Texto do exercício ->
........
Mas e no Brasil, onde a corrupção está fora do controle?”, afirmou ao blog o presidente do Instituto Não Aceitamos Corrupção, o procurador de Justiça do MP do Estado de São Paulo, Roberto Livianu.
“Isso escancara a falta de compromisso do governo Lula no enfrentamento à corrupção. A CGU não é órgão de Estado, é órgão de governo.”
A impressão é compartilhada por técnicos do governo ouvidos reservadamente pelo blog, segundo os quais o combate a desvios perdeu o protagonismo com a extinção da Secretaria de Combate à Corrupção e a transferência dos trabalhos para a Secretaria Federal de Controle Interno, onde os servidores acumulam funções.
“Não há vontade política no governo Lula de enfrentar o combate à corrupção. Não é prioridade. Parece haver um ressentimento em relação à Lava Jato que acaba impactando esse compromisso”, disse à equipe da coluna uma fonte que acompanha de perto as movimentações da CGU.
........
Exercício -> Devolva, sem nenhuma alteração, o trecho do texto sobre o combate à corrupção no governo que vai de "A impressão é" até "servidores acumulam funções.", incluindo essas palavras.
........
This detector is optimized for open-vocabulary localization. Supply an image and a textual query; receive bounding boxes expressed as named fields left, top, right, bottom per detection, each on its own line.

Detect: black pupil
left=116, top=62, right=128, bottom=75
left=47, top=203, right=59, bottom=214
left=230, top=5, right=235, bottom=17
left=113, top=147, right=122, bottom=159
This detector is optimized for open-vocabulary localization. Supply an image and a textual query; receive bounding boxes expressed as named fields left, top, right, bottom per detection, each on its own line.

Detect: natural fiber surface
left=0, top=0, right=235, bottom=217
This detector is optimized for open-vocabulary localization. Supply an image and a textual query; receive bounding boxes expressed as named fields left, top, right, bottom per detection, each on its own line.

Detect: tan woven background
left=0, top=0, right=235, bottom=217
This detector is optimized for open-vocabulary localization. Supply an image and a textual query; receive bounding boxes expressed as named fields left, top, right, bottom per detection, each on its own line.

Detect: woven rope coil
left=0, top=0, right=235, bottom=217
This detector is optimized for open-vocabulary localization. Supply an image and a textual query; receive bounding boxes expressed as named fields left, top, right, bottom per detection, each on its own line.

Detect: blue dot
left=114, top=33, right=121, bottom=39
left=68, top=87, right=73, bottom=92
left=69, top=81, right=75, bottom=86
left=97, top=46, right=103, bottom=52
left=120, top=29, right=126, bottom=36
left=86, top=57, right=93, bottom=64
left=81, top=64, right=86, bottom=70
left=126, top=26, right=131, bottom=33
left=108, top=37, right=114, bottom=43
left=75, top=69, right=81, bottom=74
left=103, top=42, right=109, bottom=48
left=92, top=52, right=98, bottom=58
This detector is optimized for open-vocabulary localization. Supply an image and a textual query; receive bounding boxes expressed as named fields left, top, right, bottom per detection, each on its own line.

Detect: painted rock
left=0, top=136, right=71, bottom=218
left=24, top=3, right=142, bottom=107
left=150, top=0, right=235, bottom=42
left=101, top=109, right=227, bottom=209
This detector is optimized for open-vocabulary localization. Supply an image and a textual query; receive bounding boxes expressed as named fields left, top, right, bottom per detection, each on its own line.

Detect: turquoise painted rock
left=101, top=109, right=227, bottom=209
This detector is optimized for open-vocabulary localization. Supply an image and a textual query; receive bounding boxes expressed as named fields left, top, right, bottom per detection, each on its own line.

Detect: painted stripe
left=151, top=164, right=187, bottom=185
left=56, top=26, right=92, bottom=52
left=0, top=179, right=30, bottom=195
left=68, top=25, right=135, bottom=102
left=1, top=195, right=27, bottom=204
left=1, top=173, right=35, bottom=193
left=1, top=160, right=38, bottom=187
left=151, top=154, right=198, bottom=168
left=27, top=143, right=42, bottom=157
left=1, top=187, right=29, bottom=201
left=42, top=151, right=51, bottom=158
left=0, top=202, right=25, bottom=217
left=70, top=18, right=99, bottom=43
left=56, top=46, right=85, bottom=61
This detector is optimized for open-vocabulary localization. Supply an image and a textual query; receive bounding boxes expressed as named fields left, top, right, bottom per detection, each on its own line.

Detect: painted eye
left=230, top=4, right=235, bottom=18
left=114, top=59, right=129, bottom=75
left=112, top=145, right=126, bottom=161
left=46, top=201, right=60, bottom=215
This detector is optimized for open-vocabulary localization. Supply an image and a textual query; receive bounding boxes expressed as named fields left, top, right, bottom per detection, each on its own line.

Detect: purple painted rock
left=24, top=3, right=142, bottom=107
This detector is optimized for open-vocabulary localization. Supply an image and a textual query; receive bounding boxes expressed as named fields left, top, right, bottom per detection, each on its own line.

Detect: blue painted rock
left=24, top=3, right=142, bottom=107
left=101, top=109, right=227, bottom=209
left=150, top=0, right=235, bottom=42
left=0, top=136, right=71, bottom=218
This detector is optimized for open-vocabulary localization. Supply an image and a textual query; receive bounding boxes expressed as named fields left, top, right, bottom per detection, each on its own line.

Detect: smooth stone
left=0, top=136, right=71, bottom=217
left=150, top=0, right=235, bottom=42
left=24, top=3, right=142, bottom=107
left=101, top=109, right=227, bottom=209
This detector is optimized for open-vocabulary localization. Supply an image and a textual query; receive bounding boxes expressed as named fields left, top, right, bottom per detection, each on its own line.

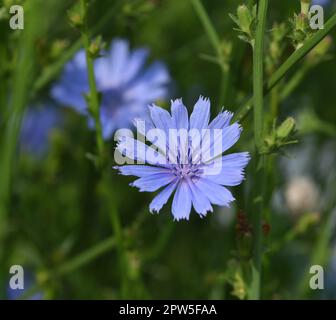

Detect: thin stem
left=191, top=0, right=220, bottom=56
left=249, top=0, right=268, bottom=299
left=0, top=0, right=44, bottom=294
left=81, top=0, right=104, bottom=156
left=235, top=13, right=336, bottom=121
left=55, top=236, right=116, bottom=275
left=32, top=0, right=118, bottom=96
left=191, top=0, right=230, bottom=106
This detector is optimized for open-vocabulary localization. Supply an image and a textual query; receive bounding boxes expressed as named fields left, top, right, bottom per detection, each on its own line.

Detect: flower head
left=52, top=39, right=169, bottom=139
left=115, top=97, right=250, bottom=220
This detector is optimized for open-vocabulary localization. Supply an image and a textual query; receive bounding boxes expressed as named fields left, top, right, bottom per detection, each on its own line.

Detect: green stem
left=249, top=0, right=268, bottom=300
left=235, top=13, right=336, bottom=121
left=55, top=236, right=116, bottom=275
left=191, top=0, right=230, bottom=106
left=81, top=0, right=104, bottom=156
left=0, top=0, right=44, bottom=294
left=191, top=0, right=220, bottom=56
left=32, top=0, right=118, bottom=96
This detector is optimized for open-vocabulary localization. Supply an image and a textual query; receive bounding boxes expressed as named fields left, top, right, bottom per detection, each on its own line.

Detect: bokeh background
left=0, top=0, right=336, bottom=299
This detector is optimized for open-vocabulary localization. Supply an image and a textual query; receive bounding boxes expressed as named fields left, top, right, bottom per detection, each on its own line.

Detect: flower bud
........
Resposta esperada ->
A impressão é compartilhada por técnicos do governo ouvidos reservadamente pelo blog, segundo os quais o combate a desvios perdeu o protagonismo com a extinção da Secretaria de Combate à Corrupção e a transferência dos trabalhos para a Secretaria Federal de Controle Interno, onde os servidores acumulam funções.